Excerpts of pointing data
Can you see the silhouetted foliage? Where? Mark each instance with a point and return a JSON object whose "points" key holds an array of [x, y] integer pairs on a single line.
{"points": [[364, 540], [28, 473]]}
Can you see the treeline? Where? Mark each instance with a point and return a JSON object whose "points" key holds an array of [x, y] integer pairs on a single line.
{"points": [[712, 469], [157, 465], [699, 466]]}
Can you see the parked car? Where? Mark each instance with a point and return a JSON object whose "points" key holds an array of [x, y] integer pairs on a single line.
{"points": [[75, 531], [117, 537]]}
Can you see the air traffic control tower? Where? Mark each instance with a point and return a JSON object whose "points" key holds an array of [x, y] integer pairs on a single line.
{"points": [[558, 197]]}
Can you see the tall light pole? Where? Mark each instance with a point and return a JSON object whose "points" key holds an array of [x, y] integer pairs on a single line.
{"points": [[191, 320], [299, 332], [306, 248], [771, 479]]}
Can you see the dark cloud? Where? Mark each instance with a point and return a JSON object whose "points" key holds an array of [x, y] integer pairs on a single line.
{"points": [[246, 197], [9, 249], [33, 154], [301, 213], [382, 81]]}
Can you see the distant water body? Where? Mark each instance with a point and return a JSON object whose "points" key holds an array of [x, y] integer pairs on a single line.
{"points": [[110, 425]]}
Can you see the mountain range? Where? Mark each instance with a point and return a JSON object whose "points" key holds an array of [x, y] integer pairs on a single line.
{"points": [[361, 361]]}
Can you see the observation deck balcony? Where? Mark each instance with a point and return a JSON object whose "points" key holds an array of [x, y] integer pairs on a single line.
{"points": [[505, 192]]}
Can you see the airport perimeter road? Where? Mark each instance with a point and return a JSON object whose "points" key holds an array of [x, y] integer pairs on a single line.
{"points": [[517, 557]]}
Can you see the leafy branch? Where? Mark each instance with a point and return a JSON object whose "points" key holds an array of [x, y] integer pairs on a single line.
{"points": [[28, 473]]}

▶ [Directions for this task] Reproduce only the lines running from the one that contains "Can you see the observation" to the last line of the records.

▶ [Full answer]
Can you see the observation deck balcony? Where? Mark each instance with a point and return a JSON object whose "points" key holds an array of [x, y] integer pairs on a single line.
{"points": [[505, 192]]}
Can you see the airport perimeter road? Where? Mark each instance with a point and return a JSON object whose "points" key holds an array of [x, y] integer pairs on a single line.
{"points": [[517, 557]]}
Can you see the leafy branch? Where? Mark each instance with a point and return a JSON object whose "points" key holds an array of [x, y] integer pairs on a single line.
{"points": [[28, 473]]}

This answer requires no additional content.